**WHAT TO WORK ON:**
Give every line of the data again, exactly as it is written.

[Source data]
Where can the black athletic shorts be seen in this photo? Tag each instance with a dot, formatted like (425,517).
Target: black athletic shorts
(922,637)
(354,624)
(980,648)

**RESPONSE TO THE EXERCISE:**
Where can the black athletic shorts be seen in this photo? Tag each instance with a dot, formatted like (425,517).
Target: black athletic shorts
(922,637)
(354,624)
(980,648)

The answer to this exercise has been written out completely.